- _EXTRACT TO READ_:

# # #

In July, the Office of the U.S. Trade Representative (USTR) is reexamining the U.S.-Korea Free Trade Agreement (KORUS) by formally notifying South Korea the United States will call a special joint committee meeting to discuss the trade agreement and consider changes.
KORUS entered into force on March 5, 2012. Total U.S. exports of agricultural products to Korea totaled $6.2 billion in 2016, its fifth largest agricultural export market.
U.S. Wheat Associates (USW), the National Association of Wheat Growers (NAWG) and the U.S. Grains Council (USGC) all believe the withdrawal from the trade agreement would negatively impact the U.S. agriculture sector and give other countries an opening.
“The council strongly opposes withdrawal from the U.S.-Korea Free Trade Agreement (KORUS), an action that will lead to immediate and sustained losses in sales to our third largest corn customer,” the USGC said. “South Korea is an example of the transformational partnership available to U.S. grain farmers and their global customers through strong trade policy and overseas market development.”

# # #

- _PROVIDED INFORMATION_:
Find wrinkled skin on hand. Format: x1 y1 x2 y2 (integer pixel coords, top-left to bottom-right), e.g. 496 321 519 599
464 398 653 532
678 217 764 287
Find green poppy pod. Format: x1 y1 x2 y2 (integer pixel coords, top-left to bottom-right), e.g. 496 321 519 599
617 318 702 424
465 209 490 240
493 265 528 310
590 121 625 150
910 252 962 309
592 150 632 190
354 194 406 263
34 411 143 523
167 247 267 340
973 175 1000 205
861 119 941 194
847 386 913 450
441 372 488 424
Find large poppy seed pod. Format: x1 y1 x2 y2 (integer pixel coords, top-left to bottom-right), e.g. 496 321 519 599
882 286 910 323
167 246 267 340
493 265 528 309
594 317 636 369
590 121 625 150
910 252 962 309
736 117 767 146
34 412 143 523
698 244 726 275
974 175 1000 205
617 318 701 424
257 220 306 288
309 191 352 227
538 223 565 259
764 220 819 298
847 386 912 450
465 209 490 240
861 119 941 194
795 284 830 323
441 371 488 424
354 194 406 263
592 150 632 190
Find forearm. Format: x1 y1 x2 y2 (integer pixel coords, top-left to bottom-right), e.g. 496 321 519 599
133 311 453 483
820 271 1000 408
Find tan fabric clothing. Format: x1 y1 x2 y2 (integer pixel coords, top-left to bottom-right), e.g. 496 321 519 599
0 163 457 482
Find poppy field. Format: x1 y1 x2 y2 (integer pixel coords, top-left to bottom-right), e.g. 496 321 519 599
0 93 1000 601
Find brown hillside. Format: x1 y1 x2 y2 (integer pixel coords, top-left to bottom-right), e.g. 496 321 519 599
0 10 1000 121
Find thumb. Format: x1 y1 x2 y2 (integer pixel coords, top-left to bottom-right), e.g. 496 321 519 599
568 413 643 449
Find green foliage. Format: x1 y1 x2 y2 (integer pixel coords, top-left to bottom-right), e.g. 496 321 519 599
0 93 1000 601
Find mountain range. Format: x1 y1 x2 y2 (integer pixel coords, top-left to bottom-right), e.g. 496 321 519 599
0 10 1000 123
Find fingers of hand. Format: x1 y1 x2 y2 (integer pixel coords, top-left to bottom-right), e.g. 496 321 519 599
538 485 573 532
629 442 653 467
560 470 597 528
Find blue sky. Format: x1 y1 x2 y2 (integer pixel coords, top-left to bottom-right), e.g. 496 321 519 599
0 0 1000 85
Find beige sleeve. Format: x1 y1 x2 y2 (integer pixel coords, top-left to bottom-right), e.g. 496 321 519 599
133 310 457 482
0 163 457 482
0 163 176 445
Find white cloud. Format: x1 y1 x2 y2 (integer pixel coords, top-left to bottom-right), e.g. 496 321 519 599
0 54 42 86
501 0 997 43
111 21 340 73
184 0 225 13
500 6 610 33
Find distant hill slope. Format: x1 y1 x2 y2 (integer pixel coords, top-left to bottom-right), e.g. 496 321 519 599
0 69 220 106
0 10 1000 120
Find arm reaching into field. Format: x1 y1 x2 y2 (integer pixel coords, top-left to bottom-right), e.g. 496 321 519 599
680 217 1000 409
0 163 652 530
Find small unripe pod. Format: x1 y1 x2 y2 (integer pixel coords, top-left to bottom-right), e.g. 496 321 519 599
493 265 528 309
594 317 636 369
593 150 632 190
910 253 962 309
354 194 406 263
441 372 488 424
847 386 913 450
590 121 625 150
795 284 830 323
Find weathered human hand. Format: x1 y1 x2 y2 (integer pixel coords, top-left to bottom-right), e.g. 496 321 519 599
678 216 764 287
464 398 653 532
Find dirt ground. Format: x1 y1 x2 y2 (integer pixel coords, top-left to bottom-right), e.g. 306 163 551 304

# # #

- _WHAT YOU ARE ASKED TO DO_: Carry on the news text about the U.S.-Korea Free Trade Agreement review, starting after its final sentence.

- _SOLVED EXERCISE_:
According to the USGC, South Korea is one of the strongest markets for U.S. grains and value-added products made from grain. The USGC has worked in South Korea since 1972, providing technical assistance and expertise on how to best utilize corn and related products like distiller’s dried grains with solubles (DDGS), educating government officials on the advantages of biotechnology and promoting trade.
“We believe it would be irresponsible to unilaterally walk away from this or any other trade agreement,” said Mike Miller, chairman of USW. “Withdrawing raises the specter of retaliation against agricultural exports and creates unnecessary uncertainty in the market. Any disruption in the relationship wheat growers have built in Korea over more than 60 years gives Australia, Canada and even Russia an opening to move in and take business away from us at a time when we are all struggling to stay profitable. KORUS, like the North American Free Trade Agreement, has been very good for American agriculture.”
“We think this trade agreement, negotiated in good faith and strongly supported in Congress, reinforces the administration’s stated goal to sell more agricultural products overseas,” said David Schemm, president of NAWG. “We support finding ways to improve any agreement, but let’s do that in a reasoned and respectful way, with input from all stakeholders so U.S. wheat farmers can gain greater access to world markets.”
Korea was the third largest volume importer of U.S. wheat in marketing year 2016-17 (June to May), the USW and NAWG said.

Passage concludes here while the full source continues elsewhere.